**Do this**
Reproduce all of the records below word for word, omitting the pictures from your answer.

**Extracted records**
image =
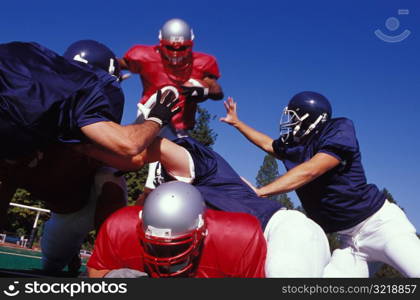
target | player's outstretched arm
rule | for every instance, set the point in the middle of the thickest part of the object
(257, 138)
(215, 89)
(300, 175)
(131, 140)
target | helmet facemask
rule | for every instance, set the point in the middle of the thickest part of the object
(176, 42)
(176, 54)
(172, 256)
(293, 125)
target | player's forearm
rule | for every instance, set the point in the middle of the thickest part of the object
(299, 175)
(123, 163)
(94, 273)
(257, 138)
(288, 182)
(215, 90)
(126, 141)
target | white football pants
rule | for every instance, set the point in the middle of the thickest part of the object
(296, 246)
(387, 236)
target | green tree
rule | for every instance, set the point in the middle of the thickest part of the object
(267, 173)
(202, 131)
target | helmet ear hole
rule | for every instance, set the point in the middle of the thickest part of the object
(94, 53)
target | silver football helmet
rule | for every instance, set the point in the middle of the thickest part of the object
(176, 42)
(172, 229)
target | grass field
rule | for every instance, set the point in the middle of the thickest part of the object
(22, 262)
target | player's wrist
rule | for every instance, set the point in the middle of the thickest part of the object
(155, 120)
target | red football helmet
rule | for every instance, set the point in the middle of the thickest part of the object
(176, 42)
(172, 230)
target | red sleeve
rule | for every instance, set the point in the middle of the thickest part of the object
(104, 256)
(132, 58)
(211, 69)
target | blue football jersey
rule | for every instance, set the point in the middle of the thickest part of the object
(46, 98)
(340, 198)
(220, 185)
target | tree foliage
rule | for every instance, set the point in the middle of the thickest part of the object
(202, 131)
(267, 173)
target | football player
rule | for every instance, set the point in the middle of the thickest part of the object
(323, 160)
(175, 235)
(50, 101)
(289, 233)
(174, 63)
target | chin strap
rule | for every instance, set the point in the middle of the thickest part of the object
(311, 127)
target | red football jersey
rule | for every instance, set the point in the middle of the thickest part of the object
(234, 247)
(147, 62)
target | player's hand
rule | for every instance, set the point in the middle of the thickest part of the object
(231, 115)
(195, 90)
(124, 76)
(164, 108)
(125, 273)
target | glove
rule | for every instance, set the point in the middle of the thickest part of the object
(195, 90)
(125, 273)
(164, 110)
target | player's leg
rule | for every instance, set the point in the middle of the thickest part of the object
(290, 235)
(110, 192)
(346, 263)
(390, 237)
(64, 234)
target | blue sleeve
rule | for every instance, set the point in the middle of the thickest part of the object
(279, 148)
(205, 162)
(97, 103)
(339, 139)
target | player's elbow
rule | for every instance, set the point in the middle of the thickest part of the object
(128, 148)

**Output for this exercise**
image =
target | player's outstretched arm
rule | for every instance, set the point in the middle of the thickest part of the object
(257, 138)
(215, 89)
(300, 175)
(131, 140)
target | helmet facemask
rule | for every instance, set the point in the middle of the thickest part of the object
(176, 42)
(176, 54)
(172, 256)
(293, 125)
target | player's forearm
rule | for every instance, set the point in the middle of the thickest part of the object
(299, 175)
(123, 163)
(94, 273)
(257, 138)
(288, 182)
(215, 90)
(126, 141)
target | white football pants
rule | for every instance, set the point in the middle of the thickest part of the object
(296, 246)
(387, 236)
target | green tree
rule | for every instance, set the point in the middle of the thickest part of the object
(267, 173)
(202, 131)
target | helmet ear hole
rule | for every instance, set the point in the middle of the thickest part of the object
(94, 53)
target | silver football helmet
rule | for every instance, set the point in the middle of the thickest part of the object
(176, 42)
(172, 229)
target | grass field
rule | for every instance, set the point in the middle of the thickest part of the object
(22, 262)
target | player's wrist
rule | for every instance, set the point in the middle of the thickest part of the object
(155, 120)
target | red football helmet
rule | for every instance, set the point in the middle of the thickest part of the object
(176, 42)
(172, 230)
target | red sleeve
rule | for every instance, set the point in the middle of the thickest part of the object
(104, 256)
(132, 58)
(211, 69)
target | blue football jersey
rule | for every instance, set the point in the middle of the thickest part of the object
(46, 98)
(340, 198)
(220, 185)
target | tree foliage
rule | for every instance, set the point in the middle of the thickest part of the object
(202, 131)
(267, 173)
target | football player
rule | for every instance, set the point in the middle of the thickest part of the object
(323, 160)
(175, 235)
(50, 101)
(289, 233)
(174, 63)
target | chin strap
rule | for every instance, set the point in the middle of the thickest part of the object
(311, 127)
target | red football jersey
rule | for every instance, set the point in the middle of the thickest part of the object
(234, 247)
(147, 62)
target | player's hand
rule | for every instance, set the point in the middle of the thickest part of the object
(231, 115)
(195, 90)
(124, 76)
(164, 108)
(125, 273)
target | glove
rule | for every instance, set the point in the middle of the thickest part of the object
(195, 90)
(125, 273)
(164, 110)
target | player's leg
rule | for every instance, set the point in the middle of the thickest part of the object
(290, 235)
(110, 192)
(346, 263)
(390, 237)
(64, 234)
target | blue sleeve
rule | for every instance, set the point in the middle of the thickest part of the object
(279, 148)
(205, 162)
(97, 103)
(339, 139)
target | player's elbow
rule | for every instance, set the point in the middle of the thickest part of the object
(128, 148)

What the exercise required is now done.